Directions —
Every line of the material that mentions the word "instance" should be copied out.

Dataset records —

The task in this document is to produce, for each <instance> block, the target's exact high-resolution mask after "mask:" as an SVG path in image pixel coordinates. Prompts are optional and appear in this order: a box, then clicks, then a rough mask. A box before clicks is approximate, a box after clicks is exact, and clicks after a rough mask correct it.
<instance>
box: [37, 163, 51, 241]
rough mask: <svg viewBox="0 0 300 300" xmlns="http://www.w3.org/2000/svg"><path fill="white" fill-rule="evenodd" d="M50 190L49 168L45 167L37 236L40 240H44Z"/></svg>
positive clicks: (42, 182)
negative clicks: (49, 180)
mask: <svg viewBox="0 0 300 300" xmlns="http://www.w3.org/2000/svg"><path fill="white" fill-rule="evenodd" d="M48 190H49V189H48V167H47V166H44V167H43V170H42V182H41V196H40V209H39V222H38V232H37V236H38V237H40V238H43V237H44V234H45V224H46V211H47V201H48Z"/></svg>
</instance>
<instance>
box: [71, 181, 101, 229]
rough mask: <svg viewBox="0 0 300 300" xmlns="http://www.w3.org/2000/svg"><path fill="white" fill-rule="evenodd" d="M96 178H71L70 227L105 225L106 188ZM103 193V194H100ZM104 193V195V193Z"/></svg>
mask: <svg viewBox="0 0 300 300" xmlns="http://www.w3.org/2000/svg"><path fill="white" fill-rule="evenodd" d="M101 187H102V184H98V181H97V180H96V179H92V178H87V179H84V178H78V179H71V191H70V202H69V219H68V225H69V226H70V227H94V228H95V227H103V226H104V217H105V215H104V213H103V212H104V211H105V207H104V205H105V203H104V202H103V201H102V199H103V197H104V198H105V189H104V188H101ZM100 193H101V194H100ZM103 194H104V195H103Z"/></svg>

Solution to this problem —
The task in this document is to produce, for each <instance> block, the target's exact high-resolution mask after "mask:" as an SVG path in image pixel coordinates. Prompts are optional and appear in this order: a box, then clicks, then a rough mask. A box before clicks is approximate, a box after clicks is exact, and clicks after a rough mask correct it.
<instance>
</instance>
<instance>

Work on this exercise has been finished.